▶ [PROBLEM REQUIREMENTS] Give back the full data character for character.

▶ [SOURCE MATERIAL]

::::::::::

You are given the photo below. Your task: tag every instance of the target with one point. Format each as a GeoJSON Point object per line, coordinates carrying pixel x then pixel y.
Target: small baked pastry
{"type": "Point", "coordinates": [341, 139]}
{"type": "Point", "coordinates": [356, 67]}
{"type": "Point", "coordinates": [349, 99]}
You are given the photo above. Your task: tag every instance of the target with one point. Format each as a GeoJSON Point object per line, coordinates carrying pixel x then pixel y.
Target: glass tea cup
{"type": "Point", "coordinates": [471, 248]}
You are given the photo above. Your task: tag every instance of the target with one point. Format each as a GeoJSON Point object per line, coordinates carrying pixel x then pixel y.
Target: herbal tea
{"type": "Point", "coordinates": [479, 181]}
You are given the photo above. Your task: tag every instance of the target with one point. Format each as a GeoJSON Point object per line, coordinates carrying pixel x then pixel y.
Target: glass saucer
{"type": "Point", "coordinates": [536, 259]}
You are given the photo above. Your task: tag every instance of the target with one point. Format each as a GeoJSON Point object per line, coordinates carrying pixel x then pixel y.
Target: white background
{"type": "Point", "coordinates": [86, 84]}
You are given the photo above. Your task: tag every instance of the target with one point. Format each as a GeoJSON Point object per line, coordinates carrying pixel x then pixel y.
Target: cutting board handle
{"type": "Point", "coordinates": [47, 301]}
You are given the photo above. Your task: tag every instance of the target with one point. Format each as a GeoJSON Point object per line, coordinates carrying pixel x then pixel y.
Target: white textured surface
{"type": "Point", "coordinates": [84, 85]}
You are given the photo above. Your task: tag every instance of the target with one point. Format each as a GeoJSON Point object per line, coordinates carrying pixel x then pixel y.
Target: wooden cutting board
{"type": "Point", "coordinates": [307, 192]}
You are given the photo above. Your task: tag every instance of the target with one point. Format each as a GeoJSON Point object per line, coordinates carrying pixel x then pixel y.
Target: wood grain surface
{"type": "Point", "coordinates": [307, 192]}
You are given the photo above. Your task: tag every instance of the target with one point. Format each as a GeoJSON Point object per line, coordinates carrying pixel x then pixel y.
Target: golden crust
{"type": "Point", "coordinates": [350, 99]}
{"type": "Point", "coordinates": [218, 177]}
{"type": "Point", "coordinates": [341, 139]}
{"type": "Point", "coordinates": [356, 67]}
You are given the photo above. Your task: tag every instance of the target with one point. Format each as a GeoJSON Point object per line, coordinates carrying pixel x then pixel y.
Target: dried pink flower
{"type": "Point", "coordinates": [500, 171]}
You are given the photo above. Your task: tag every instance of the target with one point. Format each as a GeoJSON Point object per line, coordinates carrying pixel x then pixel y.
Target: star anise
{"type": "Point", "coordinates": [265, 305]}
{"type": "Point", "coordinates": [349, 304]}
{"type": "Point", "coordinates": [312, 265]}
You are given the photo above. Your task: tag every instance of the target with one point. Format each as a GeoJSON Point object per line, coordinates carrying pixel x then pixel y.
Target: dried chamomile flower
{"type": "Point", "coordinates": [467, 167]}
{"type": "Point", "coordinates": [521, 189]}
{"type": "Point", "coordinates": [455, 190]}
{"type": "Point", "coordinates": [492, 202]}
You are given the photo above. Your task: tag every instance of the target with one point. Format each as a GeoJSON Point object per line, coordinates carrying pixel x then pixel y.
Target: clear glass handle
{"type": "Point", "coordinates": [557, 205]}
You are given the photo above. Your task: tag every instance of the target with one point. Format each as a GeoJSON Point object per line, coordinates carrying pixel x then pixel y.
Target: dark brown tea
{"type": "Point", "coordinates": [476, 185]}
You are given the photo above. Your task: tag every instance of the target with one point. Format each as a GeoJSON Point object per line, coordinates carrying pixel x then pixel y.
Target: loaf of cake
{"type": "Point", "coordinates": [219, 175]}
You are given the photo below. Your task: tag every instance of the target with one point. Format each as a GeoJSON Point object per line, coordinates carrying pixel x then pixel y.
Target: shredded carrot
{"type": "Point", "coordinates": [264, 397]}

::::::::::

▶ [FINISHED TASK]
You are given the photo below. Your task: tag every instance of the target with one point. Format each as a GeoJSON Point object per line, coordinates carrying pixel x then pixel y.
Target: small baked pastry
{"type": "Point", "coordinates": [341, 139]}
{"type": "Point", "coordinates": [356, 67]}
{"type": "Point", "coordinates": [349, 99]}
You are given the photo above. Your task: tag every instance of the target with one point. Format each as a GeoJSON Point object per line, coordinates carrying pixel x then pixel y.
Target: glass tea cup
{"type": "Point", "coordinates": [471, 248]}
You are given the photo above. Your task: tag every instance of the target with one point. Format each as a GeoJSON Point object per line, coordinates carrying pixel x then pixel y.
Target: herbal tea
{"type": "Point", "coordinates": [479, 181]}
You are given the photo above. Your task: tag every instance of the target with one point. Format each as a GeoJSON Point object per line, coordinates carrying pixel x then pixel y.
Target: glass saucer
{"type": "Point", "coordinates": [536, 259]}
You are given the photo above. Your task: tag every instance of the target with one point. Format each as a GeoJSON Point object per line, coordinates carrying pixel x then pixel y.
Target: white background
{"type": "Point", "coordinates": [86, 84]}
You are given the photo above. Your task: tag every instance of the target with one point. Format each as a GeoJSON Point object per line, coordinates carrying pixel x then pixel y.
Target: cutting board handle
{"type": "Point", "coordinates": [47, 301]}
You are given the photo above. Your task: tag every instance of the target with one point. Format each as a GeoJSON Point object per line, coordinates carrying pixel x then pixel y.
Target: white textured surface
{"type": "Point", "coordinates": [84, 85]}
You are given the photo above. Your task: tag every instance of the target with one point. Format each as a GeoJSON Point object per line, coordinates carrying pixel x then pixel y.
Target: wooden cutting board
{"type": "Point", "coordinates": [307, 192]}
You are given the photo above. Your task: tag every instance of the target with one point. Format each as a GeoJSON Point object per line, coordinates carrying pixel x then pixel y.
Target: wood grain surface
{"type": "Point", "coordinates": [307, 192]}
You are given the photo above. Your task: tag every instance of the target with one point. Format each as a GeoJSON Point object per line, coordinates carrying pixel x then pixel y.
Target: golden crust
{"type": "Point", "coordinates": [350, 99]}
{"type": "Point", "coordinates": [218, 177]}
{"type": "Point", "coordinates": [341, 139]}
{"type": "Point", "coordinates": [356, 67]}
You are given the photo above. Your task: tag every instance of the target with one point. Format each as a GeoJSON Point object per line, coordinates carrying pixel x then pixel y.
Target: dried pink flower
{"type": "Point", "coordinates": [500, 171]}
You are given the photo above. Your task: tag every instance of the target with one point. Format each as a GeoJSON Point object per line, coordinates carrying pixel x then pixel y.
Target: star anise
{"type": "Point", "coordinates": [265, 305]}
{"type": "Point", "coordinates": [349, 304]}
{"type": "Point", "coordinates": [312, 265]}
You are given the photo above. Your task: tag every instance of the target with one point. Format each as a GeoJSON Point object per line, coordinates carrying pixel x then pixel y.
Target: dried chamomile flower
{"type": "Point", "coordinates": [467, 167]}
{"type": "Point", "coordinates": [521, 189]}
{"type": "Point", "coordinates": [455, 190]}
{"type": "Point", "coordinates": [492, 202]}
You are given the photo above. Your task: tag every instance of the target with one point. Format each as a GeoJSON Point object per line, coordinates carrying pixel x then pixel y.
Target: clear glass handle
{"type": "Point", "coordinates": [557, 205]}
You are given the photo above. Your task: tag every instance of the target with one point. Format each as a GeoJSON Point object per line, coordinates carrying pixel x then pixel y.
Target: dark brown tea
{"type": "Point", "coordinates": [476, 185]}
You are given the photo above. Your task: tag every instance of the target with one point. Format each as a GeoJSON Point object per line, coordinates carrying pixel x then pixel y.
Target: loaf of cake
{"type": "Point", "coordinates": [219, 175]}
You are given the photo below. Your task: tag every instance of the target with one point. Format each as a GeoJSON Point object per line, coordinates carrying pixel x then pixel y.
Target: shredded carrot
{"type": "Point", "coordinates": [264, 397]}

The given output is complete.